[Stored records]
***

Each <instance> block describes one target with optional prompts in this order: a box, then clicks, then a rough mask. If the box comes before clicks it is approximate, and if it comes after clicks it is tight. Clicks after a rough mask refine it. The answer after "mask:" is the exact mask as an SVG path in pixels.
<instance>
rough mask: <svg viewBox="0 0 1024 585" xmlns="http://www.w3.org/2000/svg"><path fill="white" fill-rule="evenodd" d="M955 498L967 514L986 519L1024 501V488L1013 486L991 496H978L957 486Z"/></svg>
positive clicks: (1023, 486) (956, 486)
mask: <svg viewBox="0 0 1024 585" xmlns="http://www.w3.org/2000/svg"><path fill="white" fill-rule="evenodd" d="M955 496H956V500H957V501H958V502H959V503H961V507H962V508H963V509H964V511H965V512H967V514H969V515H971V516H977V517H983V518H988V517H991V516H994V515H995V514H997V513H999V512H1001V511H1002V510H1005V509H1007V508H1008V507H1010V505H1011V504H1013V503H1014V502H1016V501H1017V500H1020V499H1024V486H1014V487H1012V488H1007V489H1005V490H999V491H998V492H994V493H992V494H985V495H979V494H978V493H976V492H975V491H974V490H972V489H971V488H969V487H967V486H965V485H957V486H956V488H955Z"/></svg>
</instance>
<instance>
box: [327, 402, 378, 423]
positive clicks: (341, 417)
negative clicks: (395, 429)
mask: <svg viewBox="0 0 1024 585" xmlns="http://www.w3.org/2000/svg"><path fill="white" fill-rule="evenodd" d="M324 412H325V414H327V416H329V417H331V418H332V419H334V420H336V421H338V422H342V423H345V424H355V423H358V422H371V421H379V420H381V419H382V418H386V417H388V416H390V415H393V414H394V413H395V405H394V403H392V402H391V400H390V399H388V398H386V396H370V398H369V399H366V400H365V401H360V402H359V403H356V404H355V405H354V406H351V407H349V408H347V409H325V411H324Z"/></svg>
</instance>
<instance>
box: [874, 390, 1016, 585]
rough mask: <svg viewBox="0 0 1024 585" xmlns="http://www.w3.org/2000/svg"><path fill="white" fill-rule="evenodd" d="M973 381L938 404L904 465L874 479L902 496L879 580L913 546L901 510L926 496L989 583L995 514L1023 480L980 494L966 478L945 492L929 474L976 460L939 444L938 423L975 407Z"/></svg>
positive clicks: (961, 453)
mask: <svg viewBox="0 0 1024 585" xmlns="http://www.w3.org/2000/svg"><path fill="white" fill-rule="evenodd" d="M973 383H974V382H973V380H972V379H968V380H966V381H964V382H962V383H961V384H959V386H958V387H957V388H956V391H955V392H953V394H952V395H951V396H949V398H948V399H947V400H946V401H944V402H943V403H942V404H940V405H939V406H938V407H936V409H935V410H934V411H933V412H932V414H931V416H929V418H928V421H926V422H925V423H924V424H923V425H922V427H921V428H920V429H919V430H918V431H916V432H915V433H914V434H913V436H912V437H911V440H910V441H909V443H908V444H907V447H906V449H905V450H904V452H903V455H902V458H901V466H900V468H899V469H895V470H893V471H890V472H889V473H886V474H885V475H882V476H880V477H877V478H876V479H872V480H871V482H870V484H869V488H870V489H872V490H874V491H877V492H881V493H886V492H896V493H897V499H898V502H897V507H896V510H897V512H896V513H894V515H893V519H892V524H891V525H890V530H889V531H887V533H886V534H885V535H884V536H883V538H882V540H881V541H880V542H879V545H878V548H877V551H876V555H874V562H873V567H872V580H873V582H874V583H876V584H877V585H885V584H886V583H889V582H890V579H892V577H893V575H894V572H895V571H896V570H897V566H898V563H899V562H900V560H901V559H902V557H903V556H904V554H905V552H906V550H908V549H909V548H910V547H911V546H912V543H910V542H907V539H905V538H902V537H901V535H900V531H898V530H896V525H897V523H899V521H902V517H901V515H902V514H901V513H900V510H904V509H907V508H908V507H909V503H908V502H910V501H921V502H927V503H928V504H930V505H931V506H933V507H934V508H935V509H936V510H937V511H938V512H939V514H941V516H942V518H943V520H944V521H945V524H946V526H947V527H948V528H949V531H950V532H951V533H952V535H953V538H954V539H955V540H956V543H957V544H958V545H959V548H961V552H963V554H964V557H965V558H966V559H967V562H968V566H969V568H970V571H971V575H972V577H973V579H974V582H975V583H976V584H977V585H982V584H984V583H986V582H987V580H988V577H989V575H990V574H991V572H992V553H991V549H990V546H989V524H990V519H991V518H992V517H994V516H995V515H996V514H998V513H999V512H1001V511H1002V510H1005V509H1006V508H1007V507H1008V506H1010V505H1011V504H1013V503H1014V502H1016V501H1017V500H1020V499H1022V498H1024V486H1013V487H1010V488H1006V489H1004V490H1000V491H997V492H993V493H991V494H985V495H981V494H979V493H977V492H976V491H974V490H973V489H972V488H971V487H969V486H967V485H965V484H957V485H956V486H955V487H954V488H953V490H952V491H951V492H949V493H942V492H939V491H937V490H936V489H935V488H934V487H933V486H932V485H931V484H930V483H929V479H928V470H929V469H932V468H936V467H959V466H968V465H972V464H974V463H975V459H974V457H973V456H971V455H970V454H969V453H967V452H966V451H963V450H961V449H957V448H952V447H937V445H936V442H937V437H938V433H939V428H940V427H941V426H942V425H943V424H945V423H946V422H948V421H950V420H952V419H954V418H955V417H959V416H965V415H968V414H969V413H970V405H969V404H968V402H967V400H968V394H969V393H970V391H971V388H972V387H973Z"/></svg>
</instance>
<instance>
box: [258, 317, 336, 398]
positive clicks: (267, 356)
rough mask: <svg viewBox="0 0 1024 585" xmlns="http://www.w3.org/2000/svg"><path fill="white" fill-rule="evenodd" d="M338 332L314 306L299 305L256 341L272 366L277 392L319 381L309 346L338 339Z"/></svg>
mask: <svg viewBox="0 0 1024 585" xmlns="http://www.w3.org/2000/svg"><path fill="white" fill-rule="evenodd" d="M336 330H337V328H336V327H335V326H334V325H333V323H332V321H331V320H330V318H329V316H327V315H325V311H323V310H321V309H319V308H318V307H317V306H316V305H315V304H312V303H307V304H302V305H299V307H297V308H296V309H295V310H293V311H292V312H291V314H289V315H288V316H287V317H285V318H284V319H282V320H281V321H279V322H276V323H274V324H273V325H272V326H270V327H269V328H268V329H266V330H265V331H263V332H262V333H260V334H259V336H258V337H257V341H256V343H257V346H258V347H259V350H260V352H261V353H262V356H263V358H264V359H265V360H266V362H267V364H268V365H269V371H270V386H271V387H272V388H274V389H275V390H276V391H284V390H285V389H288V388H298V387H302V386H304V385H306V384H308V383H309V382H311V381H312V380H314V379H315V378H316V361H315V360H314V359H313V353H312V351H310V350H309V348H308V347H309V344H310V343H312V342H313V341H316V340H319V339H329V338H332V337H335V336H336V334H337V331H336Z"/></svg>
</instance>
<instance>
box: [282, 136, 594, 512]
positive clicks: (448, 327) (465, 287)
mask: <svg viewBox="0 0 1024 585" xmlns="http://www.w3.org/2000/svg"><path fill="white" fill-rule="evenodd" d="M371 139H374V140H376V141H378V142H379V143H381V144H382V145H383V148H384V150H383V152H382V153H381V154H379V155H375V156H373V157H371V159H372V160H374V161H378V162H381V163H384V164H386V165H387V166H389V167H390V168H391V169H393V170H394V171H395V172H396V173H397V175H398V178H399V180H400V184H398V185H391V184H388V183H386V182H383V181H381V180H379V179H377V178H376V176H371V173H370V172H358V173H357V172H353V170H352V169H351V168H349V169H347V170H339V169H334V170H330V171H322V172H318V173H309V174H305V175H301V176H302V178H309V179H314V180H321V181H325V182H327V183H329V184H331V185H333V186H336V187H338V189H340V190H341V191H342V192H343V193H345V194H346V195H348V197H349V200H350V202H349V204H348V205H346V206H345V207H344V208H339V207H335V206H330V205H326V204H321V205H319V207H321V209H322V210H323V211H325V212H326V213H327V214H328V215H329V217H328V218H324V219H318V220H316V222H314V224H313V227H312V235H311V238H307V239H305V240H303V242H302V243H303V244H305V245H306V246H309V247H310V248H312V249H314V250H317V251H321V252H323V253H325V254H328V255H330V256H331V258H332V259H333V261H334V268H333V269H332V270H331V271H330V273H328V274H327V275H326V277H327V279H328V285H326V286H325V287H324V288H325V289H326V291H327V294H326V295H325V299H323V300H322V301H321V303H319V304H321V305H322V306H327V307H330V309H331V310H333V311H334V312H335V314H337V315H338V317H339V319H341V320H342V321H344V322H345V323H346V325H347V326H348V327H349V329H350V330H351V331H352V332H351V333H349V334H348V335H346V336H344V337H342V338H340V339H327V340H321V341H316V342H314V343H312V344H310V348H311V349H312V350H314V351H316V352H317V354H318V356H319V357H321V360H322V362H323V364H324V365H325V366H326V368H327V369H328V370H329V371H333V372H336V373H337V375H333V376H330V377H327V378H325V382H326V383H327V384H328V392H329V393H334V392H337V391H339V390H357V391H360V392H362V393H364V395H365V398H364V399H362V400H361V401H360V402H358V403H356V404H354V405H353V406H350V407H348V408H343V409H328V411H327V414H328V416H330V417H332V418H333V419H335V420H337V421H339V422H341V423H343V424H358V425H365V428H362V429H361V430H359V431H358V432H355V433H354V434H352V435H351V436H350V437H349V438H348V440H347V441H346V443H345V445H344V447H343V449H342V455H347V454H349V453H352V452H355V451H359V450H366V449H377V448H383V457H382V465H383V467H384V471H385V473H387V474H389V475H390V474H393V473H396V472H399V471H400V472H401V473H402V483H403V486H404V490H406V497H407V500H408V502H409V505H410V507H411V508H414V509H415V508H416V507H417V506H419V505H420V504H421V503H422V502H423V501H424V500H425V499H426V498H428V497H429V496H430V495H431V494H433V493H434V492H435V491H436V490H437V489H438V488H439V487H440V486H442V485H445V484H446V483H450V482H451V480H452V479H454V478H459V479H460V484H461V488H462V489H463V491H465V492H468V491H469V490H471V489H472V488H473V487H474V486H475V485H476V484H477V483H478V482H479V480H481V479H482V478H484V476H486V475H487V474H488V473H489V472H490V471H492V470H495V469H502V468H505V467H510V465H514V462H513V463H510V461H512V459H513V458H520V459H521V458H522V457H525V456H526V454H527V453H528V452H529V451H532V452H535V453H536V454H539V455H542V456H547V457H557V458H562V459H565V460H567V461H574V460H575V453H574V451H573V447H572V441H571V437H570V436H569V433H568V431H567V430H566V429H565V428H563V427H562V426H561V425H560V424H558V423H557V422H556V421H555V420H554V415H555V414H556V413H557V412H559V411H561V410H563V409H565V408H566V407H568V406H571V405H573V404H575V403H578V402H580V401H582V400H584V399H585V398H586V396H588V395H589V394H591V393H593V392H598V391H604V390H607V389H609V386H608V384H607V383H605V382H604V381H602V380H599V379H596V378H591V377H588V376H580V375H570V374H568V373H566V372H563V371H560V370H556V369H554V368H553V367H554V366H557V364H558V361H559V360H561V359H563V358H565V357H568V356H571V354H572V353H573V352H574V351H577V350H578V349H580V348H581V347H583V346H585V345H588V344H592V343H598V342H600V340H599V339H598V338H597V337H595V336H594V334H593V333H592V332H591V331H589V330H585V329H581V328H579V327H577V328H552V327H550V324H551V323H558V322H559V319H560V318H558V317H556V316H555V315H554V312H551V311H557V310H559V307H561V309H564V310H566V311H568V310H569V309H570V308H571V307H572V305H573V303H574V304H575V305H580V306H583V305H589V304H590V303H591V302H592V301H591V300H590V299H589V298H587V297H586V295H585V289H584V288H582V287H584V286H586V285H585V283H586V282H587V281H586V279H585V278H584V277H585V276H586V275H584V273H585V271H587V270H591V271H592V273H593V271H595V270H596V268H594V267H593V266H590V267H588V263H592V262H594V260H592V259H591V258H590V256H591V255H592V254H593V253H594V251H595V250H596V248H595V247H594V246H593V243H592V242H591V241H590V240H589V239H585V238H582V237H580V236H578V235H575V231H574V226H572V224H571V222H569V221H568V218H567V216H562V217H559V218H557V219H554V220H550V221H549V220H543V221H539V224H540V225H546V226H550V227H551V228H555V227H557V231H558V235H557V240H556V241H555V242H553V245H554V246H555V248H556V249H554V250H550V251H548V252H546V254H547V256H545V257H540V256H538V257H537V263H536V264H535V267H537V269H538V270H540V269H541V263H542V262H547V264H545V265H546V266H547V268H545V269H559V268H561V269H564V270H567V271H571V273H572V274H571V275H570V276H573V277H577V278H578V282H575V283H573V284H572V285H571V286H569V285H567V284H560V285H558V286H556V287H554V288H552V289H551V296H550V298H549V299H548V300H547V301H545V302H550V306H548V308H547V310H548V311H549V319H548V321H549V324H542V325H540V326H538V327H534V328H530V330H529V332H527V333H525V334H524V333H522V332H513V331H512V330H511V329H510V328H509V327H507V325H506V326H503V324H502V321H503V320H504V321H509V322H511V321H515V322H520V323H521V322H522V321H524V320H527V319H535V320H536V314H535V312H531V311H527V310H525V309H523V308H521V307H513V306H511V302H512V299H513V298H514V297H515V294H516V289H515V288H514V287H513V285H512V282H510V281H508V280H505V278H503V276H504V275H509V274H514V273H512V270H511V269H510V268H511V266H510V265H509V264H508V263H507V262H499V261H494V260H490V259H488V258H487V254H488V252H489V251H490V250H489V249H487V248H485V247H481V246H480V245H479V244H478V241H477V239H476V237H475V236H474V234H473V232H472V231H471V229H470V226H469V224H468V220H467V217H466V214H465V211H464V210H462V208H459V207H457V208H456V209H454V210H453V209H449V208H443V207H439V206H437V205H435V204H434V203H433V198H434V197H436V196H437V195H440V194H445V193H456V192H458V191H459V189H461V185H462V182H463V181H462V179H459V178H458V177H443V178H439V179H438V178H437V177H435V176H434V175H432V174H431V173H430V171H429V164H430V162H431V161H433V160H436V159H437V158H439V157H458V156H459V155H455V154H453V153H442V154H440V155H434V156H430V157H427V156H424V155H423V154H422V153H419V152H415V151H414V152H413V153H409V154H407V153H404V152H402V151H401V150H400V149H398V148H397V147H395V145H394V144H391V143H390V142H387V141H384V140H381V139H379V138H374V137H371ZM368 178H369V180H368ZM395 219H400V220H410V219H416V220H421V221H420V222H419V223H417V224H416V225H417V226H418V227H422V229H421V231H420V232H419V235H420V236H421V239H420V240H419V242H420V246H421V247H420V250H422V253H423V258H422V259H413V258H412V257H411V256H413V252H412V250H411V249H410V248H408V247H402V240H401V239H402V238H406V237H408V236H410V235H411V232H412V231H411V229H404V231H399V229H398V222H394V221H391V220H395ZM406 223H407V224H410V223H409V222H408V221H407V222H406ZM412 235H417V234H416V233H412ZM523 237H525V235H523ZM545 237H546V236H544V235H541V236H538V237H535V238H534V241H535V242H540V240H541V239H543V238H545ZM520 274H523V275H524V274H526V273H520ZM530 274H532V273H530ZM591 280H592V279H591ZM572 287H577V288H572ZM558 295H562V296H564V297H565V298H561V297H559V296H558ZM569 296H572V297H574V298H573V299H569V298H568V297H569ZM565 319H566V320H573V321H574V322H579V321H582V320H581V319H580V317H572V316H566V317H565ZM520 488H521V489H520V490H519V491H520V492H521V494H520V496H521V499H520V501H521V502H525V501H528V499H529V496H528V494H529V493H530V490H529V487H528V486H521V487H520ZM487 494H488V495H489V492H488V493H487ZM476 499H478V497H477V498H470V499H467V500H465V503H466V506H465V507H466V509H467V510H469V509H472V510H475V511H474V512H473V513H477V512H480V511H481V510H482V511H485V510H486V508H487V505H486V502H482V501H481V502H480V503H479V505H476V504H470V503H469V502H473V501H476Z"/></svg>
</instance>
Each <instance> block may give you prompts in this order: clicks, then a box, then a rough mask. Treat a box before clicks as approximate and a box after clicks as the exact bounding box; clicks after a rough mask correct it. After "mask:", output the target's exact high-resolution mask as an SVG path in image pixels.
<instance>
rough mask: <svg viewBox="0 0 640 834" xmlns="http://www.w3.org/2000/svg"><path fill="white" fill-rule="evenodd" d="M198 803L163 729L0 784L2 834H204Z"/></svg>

***

◆ WHAT IS NEEDED
Please select every line of the material above that contains the word "Each", and copy those lines out.

◆ SOLUTION TO THIS EXERCISE
Each <instance> block describes one target with optional prompts in this order: a box, then clicks, then a rough mask. If the box comes before clicks it is approximate, and if it comes after clicks it is tight. Clicks after a rough mask refine it. The answer after "mask:" is the exact mask as an SVG path in pixels.
Each <instance> block may give you prompts in this order: clicks, then a box, then a rough mask. Treat a box before clicks as approximate and a box after clicks as the exact bounding box; clicks after a rough mask correct it. After "mask:", output the target's exact high-resolution mask as an SVG path in image pixels.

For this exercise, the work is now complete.